• **PAGE TEXT**:

A general operating gift, in contrast to funding earmarked for a specific program, can be used by the organization without restriction to best advance their mission. That flexibility enables nonprofits to respond with the greatest efficiency to the evolving needs of our shared community.

“I think of it as the lifeblood for organizations.” Hear from a few of The Chicago Community Trust’s program officers in their own words about the critical importance of gifts for general operating support.


The Chicago Community Trust’s program officers have a ground-level perspective and insight into how unrestricted funding from individual donors makes a crucial difference for the Chicago region’s nonprofits. Here’s what they’ve learned:


General operating support keeps nonprofits healthy, stable and effective.

“I’m always looking for programs and initiatives that are responsive to the community,” says Anna Lee, program officer for basic human needs and social services. “But I’m also interested in making sure that organizations are healthy—and general operating grants are a great way to ensure the health and vibrancy of the nonprofit sector.”

Senior program officer for economic and community development Joanna Trotter adds, “General operating support is a critical foundation. It’s a critical tool for allowing organizations to do work around planning and policy, for supporting the administrative staff and the executive director who’s taking leadership on a day-to-day basis to make this work happen.”

“Those components are often very hard to fundraise for, and the opportunity that general operating support allows organizations is to relieve them of that burden, allowing them to be nimble and responsive in the field,” Trotter says.


General operating support enables nonprofits to innovate.

“Nonprofit organizations are often tied to programmatic dollars. They have to execute on this project, they have to execute on that idea… It doesn’t leave a lot of room for research and development,” explains Michael Davidson, senior program officer for sustainable development.

“The private sector has big R&D budgets that allow them to anticipate what the needs are going to be in five, ten, twenty years. Nonprofits are creating products and services, and putting those products and services out in the marketplace, just like we see in the private sector. And for them to do that well they need to invest time and research into innovation,” Davidson says. “So nonprofit organizations use some general operating support as innovation dollars. It’s money that they’re using to anticipate how to better serve the community tomorrow, or five years from now.”

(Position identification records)
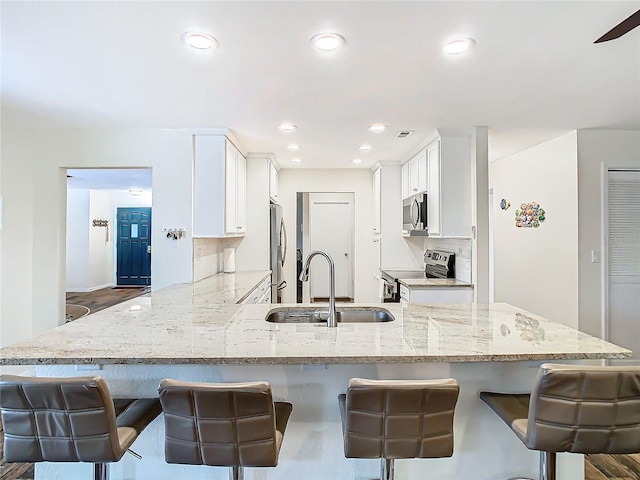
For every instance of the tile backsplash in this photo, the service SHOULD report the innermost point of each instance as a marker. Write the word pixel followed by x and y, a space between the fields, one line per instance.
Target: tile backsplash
pixel 208 256
pixel 461 247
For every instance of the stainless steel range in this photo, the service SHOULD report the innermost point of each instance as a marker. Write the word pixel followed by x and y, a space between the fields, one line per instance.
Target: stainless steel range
pixel 438 264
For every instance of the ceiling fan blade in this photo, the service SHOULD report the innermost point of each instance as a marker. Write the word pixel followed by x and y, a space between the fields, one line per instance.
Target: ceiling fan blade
pixel 624 27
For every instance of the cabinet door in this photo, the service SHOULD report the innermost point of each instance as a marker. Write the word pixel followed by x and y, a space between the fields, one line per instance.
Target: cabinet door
pixel 230 188
pixel 422 172
pixel 376 201
pixel 433 198
pixel 405 181
pixel 241 193
pixel 273 182
pixel 413 176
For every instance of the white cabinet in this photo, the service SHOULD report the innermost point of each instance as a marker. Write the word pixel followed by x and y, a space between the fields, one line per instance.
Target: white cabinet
pixel 376 202
pixel 273 182
pixel 414 175
pixel 220 196
pixel 449 194
pixel 405 181
pixel 437 295
pixel 433 196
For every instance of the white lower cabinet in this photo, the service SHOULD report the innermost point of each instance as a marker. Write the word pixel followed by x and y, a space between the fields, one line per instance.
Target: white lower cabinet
pixel 436 295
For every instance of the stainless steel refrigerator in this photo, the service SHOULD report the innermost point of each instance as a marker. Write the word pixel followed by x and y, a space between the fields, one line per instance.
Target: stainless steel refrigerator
pixel 277 253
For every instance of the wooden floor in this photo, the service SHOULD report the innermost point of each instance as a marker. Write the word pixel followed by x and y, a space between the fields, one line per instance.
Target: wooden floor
pixel 105 297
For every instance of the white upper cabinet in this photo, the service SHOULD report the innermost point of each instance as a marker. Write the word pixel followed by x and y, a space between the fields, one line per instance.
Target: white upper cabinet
pixel 273 182
pixel 405 181
pixel 414 175
pixel 433 197
pixel 376 201
pixel 418 173
pixel 449 199
pixel 220 196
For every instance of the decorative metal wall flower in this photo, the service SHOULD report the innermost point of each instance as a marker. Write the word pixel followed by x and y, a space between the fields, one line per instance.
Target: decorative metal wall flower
pixel 529 215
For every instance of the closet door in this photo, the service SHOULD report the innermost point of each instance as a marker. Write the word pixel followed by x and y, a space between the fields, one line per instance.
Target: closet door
pixel 623 261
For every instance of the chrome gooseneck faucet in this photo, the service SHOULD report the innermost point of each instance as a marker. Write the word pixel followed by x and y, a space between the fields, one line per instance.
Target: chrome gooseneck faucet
pixel 332 320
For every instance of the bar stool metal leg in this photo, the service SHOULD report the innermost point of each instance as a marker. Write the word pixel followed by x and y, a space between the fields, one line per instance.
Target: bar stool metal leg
pixel 236 473
pixel 547 465
pixel 100 471
pixel 387 469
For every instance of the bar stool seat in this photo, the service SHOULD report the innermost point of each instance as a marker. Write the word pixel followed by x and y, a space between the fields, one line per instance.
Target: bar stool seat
pixel 232 425
pixel 50 419
pixel 574 408
pixel 393 419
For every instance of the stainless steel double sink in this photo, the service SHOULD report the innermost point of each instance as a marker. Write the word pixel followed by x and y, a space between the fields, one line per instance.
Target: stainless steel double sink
pixel 317 315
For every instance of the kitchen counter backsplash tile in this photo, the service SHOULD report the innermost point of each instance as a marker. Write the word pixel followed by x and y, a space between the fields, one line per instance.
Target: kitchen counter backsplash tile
pixel 200 324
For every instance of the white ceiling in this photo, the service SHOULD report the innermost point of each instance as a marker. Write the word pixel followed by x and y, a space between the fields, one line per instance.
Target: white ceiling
pixel 534 74
pixel 110 178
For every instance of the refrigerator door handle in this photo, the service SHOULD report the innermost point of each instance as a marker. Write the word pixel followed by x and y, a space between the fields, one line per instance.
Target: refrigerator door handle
pixel 283 235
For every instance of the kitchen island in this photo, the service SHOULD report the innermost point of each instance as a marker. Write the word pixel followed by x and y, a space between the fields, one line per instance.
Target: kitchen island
pixel 185 332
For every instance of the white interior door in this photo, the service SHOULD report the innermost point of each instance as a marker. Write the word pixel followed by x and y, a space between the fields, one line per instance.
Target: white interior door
pixel 331 226
pixel 623 261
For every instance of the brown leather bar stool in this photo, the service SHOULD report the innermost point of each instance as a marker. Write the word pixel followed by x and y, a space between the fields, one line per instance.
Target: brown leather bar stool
pixel 579 409
pixel 74 419
pixel 391 419
pixel 232 425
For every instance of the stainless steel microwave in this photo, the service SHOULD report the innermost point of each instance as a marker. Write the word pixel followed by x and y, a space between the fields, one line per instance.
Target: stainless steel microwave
pixel 414 214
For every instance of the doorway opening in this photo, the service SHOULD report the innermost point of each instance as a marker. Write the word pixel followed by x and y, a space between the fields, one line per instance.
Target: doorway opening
pixel 104 255
pixel 325 221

• **TASK SET**:
**a.** Name every program officer quoted in the text on general operating support, along with the title the text gives each one.
**b.** Carry the text on general operating support forward from its last sentence, in the same style.
The records are not needed for anything that comes after them.

• **REPLIES**:
**a.**
Anna Lee, program officer for basic human needs and social services
Joanna Trotter, senior program officer for economic and community development
Michael Davidson, senior program officer for sustainable development

**b.**
“I’m always looking for programs and initiatives that are responsive to the community. But I’m also interested in making sure that organizations are healthy—and general operating grants are a great way to ensure the health and vibrancy of the nonprofit sector.”


General operating support strengthens relationships between nonprofits and the donors who believe in them.

“It’s important for individual donors to give operating support because it enables them to really understand what organizations do, on a day-to-day basis—to engage in a really thoughtful and intentional way,” says Anna Lee. “It’s a touch point that builds trust and relationship between a donor and a grant recipient,” adds Trotter.

Lee Hart, program officer for education, sees donations for general operating support to a nonprofit as “a vote of confidence in their ability to lead through change. General operating support shows faith in the mission, as well as the organization.”

“I’ve had the great pleasure of working with a couple of individual donors involved with the Trust, and their level of commitment, and their interest in thinking about how their giving can catalyze growth for a nonprofit—it’s really inspiring to see that connection between the donors and the nonprofits,” Hart says.


If you have a donor advised fund at The Chicago Community Trust, you can recommend grants for general operating support by logging into Instant Impact. Or contact Kristin Carlson Vogen at (312) 616-8000 to learn more about how you can support nonprofit organizations through a gift for general operations.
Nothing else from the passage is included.